Exercise data -

--*--

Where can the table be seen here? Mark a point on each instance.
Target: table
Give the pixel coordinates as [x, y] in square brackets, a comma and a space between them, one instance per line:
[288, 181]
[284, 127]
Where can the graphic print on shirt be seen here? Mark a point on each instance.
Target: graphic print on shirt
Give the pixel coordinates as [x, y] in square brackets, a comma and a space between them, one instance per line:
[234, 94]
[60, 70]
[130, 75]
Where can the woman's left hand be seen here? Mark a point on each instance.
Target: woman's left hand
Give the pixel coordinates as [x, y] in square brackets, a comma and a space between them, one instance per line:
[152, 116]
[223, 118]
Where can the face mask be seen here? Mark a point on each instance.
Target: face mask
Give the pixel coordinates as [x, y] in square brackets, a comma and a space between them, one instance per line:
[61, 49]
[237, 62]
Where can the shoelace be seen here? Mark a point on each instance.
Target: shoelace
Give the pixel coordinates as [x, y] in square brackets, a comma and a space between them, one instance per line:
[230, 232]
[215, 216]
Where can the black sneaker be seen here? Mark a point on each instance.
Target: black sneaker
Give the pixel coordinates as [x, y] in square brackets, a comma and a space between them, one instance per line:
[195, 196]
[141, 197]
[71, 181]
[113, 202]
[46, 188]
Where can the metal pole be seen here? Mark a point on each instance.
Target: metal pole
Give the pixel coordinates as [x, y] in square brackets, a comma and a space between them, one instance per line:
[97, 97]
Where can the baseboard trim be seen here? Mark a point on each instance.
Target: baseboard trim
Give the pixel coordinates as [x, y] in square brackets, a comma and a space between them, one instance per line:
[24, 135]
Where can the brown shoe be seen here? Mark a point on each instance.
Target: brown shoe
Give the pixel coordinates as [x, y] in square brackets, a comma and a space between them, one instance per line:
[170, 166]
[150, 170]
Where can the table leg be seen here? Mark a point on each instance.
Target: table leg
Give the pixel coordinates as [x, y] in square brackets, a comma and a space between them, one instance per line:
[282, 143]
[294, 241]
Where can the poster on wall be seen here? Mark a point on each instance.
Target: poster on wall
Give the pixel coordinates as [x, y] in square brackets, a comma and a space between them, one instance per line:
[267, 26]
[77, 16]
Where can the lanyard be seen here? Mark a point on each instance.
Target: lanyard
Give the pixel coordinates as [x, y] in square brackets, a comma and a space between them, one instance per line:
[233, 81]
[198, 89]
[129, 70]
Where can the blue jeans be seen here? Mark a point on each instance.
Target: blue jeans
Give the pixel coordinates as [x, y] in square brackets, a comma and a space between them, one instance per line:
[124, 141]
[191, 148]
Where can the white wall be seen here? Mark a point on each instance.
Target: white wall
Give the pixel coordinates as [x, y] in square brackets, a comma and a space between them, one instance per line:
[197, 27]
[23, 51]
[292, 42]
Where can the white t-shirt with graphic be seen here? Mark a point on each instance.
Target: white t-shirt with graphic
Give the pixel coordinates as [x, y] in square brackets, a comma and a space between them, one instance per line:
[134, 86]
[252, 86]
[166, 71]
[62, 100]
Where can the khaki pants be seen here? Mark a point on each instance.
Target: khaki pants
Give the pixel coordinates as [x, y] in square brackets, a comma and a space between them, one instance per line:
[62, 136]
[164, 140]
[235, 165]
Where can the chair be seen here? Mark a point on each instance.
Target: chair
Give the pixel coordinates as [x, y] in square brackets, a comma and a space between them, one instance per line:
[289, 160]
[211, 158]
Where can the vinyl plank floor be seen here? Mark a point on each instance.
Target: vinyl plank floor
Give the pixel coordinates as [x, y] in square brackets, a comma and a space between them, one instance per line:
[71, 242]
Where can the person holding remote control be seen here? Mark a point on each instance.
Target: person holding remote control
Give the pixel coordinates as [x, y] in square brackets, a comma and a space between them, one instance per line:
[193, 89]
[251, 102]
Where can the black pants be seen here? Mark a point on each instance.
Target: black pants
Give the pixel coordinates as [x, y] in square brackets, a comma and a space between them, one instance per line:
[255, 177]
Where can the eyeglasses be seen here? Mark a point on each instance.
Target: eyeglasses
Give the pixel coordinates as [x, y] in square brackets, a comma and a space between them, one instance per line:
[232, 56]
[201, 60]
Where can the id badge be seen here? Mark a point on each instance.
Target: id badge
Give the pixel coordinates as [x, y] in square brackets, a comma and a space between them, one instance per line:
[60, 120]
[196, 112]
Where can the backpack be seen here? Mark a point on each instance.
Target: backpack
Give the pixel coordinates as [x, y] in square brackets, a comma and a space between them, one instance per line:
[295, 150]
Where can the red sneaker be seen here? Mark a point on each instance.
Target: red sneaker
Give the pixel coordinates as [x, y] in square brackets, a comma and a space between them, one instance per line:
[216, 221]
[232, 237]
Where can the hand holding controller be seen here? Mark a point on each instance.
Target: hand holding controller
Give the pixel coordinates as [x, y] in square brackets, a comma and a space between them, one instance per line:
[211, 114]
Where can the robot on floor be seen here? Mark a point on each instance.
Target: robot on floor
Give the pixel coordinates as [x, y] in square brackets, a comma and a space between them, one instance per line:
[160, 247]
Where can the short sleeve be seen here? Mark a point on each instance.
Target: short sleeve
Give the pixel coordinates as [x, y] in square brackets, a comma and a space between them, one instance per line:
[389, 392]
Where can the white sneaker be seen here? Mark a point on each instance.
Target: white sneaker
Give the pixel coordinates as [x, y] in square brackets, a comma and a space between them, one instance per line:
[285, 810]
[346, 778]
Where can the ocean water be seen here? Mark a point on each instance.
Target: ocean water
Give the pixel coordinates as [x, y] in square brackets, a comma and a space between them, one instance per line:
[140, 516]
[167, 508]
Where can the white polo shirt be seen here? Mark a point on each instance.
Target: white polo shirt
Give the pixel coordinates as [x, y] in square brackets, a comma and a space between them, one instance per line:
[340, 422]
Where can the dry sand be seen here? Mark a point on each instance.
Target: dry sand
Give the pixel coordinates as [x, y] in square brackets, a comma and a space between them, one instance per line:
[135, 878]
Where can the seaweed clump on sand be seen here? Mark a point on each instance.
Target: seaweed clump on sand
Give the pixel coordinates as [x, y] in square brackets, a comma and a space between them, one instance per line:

--*--

What the task asks - The answer must consist of every line in the records above that contains the word "ocean".

Finished task -
Where can the ocean water be seen here? Mark a point on each instance.
Target: ocean water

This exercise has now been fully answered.